Some of the lines below need repeating. Reproduce exactly those between the lines holding "TARGET: bird's head" and "TARGET: bird's leg", inclusive.

Saved data entries:
- - - - -

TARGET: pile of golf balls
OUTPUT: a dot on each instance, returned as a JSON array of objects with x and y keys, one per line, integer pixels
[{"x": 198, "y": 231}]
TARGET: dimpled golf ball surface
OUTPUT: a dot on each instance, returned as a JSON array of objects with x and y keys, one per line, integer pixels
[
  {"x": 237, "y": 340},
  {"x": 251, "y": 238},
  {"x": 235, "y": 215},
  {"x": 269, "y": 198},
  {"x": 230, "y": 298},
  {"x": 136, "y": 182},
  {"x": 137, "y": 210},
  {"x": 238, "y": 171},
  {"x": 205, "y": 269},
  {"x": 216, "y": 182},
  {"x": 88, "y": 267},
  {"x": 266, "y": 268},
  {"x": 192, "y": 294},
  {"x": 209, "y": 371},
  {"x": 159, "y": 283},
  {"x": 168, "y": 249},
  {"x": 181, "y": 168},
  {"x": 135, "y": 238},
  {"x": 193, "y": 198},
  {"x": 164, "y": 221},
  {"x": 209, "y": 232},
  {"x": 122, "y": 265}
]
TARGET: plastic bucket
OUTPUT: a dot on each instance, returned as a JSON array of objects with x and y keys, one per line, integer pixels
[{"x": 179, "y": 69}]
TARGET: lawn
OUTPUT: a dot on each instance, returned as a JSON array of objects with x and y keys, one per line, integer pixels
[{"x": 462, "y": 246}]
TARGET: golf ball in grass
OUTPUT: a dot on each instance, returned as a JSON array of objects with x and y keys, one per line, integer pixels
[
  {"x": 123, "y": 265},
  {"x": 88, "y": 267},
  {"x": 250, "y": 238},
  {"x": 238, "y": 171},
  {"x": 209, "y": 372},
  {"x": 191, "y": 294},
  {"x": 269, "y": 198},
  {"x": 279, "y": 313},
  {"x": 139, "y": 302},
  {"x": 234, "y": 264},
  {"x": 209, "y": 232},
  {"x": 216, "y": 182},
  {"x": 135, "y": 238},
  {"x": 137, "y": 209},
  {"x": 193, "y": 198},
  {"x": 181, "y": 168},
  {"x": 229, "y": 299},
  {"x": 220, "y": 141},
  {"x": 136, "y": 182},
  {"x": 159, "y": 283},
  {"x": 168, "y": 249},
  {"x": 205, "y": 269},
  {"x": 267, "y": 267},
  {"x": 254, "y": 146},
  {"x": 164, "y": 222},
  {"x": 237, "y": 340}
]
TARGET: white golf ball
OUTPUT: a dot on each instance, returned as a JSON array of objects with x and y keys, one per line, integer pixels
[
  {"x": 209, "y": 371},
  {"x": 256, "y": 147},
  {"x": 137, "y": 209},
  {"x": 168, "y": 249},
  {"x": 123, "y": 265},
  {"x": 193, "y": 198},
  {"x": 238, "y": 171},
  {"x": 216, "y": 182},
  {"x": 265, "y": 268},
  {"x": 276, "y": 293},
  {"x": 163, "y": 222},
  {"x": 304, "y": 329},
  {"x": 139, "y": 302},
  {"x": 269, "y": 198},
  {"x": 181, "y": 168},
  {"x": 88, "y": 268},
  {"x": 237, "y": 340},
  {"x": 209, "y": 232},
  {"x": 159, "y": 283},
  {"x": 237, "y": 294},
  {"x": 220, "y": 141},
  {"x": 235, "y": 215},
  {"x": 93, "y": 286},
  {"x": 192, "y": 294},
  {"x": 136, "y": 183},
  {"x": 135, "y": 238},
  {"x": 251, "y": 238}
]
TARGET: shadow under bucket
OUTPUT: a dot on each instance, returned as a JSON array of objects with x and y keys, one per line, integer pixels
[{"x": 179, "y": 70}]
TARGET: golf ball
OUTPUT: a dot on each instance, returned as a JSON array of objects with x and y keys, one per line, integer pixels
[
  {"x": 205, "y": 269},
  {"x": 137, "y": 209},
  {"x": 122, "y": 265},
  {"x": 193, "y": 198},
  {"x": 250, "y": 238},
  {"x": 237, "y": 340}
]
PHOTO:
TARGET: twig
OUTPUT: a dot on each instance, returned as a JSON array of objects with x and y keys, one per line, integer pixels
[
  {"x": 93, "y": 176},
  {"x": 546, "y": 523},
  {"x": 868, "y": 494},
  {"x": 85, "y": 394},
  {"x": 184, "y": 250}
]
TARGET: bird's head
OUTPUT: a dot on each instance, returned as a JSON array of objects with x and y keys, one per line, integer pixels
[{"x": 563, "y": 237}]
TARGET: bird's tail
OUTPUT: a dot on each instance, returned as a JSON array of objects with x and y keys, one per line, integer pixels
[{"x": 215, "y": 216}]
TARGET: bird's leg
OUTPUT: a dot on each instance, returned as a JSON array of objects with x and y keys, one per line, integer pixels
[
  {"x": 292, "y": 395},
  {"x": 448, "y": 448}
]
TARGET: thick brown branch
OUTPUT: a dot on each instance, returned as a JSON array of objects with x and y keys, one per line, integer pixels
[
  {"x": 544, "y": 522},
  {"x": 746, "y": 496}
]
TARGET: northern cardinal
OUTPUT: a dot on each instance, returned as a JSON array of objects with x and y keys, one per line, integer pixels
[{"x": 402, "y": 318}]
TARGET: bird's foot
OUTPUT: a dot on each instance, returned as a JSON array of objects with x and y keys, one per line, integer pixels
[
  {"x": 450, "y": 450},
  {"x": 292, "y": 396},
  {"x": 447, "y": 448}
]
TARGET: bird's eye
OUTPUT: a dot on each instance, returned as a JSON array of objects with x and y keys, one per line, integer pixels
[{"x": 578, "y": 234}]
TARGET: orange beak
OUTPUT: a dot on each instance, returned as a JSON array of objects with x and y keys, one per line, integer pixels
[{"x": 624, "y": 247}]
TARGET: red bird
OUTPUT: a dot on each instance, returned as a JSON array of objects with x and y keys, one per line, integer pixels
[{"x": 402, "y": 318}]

- - - - -

■ ANSWER AREA ■
TARGET: bird's head
OUTPUT: a dot on each instance, returned as a JSON array of objects with x and y keys, one per line, integer pixels
[{"x": 563, "y": 237}]
TARGET: bird's tail
OUTPUT: a dot on each instance, returned as a JSON array of objects with x and y keys, one per line, integer pixels
[{"x": 215, "y": 216}]
TARGET: bird's leg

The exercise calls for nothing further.